__ACTION ITEM 1__
Decide whether each statement agrees with the Not Dead Yet comment, answering yes or no and quoting the deciding words: (a) Not Dead Yet asks HPNA to reverse course; (b) assisted suicide has been legalized in 15 jurisdictions; (c) Dr. Ira Byock is described as a palliative care specialist.
__ACTION ITEM 2__
Update the Not Dead Yet comment from "Not Dead Yet Comment" up to and including "to reverse course.", replacing "extremely" with "deeply".
__ACTION ITEM 3__
In the Not Dead Yet comment, what stance is HPNA said to be considering on whether assisted suicide should be permitted or prohibited?

Friday, July 5, 2024

Not Dead Yet Comment on Hospice and Palliative Nurses Association’s Statement on “MAiD”

Not Dead Yet is a national disability rights organization focused on combatting disability based healthcare discrimination, particularly in the context of advanced or terminal illness. We are extremely disappointed that HPNA [Hospice and Palliative Nurses Association] would consider adopting a “stance of engaged neutrality” regarding whether assisted suicide should be permitted or prohibited. We urge HPNA to reverse course.

Moreover, although the proposed position statement [download available here] claims neutrality, its content reads like a defense and sometimes an outright promotion of a public policy of assisted suicide. Although only 11 jurisdictions have legalized the practice, HPNA’s statement says, “All hospice and palliative nurses should develop competence and mastery regarding MAiD in the domains of education, clinical practice, research, advocacy, and leadership.” HPNA appears not to have considered the views of either palliative care experts or disability rights activists who oppose the practice. The statement includes only limited references and minimal tolerance toward nurses who object to the practice.

HPNA tries to explain why assisted suicide should be referred to as “medical aid in dying” or MAiD for short. These are marketing terms. As Dr. Ira Byock, a palliative care specialist has written, “‘aid in dying’ makes it sound like giving someone a lethal drug is an extension of hospice and palliative care. It is not.”

__PROVIDED DATA__
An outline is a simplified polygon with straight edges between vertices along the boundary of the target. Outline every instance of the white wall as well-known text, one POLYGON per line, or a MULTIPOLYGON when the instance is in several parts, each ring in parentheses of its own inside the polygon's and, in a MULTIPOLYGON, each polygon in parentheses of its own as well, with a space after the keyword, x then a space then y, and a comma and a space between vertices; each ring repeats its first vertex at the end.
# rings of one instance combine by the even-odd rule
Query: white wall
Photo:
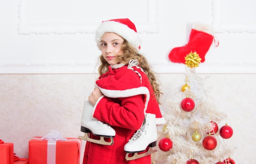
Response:
POLYGON ((168 52, 186 43, 193 22, 212 25, 220 46, 212 46, 198 72, 202 77, 210 73, 206 81, 209 96, 228 114, 234 132, 227 144, 238 148, 232 158, 238 164, 255 161, 256 14, 246 5, 255 7, 254 1, 244 1, 236 12, 237 1, 230 0, 129 1, 133 9, 116 3, 114 7, 116 1, 103 4, 111 4, 106 8, 96 5, 103 3, 99 0, 52 1, 0 1, 0 138, 14 143, 18 156, 27 157, 29 140, 51 129, 66 137, 83 135, 83 101, 94 87, 100 52, 94 29, 120 15, 138 24, 141 52, 159 73, 164 110, 170 109, 166 100, 175 96, 173 88, 184 78, 184 65, 169 61, 168 52), (99 14, 110 8, 111 12, 99 14))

__RESULT 1__
(a) Yes: "We urge HPNA to reverse course."
(b) No: "only 11 jurisdictions have legalized the practice"
(c) Yes: "Dr. Ira Byock, a palliative care specialist"

__RESULT 2__
Not Dead Yet Comment on Hospice and Palliative Nurses Association’s Statement on “MAiD”

Not Dead Yet is a national disability rights organization focused on combatting disability based healthcare discrimination, particularly in the context of advanced or terminal illness. We are deeply disappointed that HPNA [Hospice and Palliative Nurses Association] would consider adopting a “stance of engaged neutrality” regarding whether assisted suicide should be permitted or prohibited. We urge HPNA to reverse course.

__RESULT 3__
A "stance of engaged neutrality."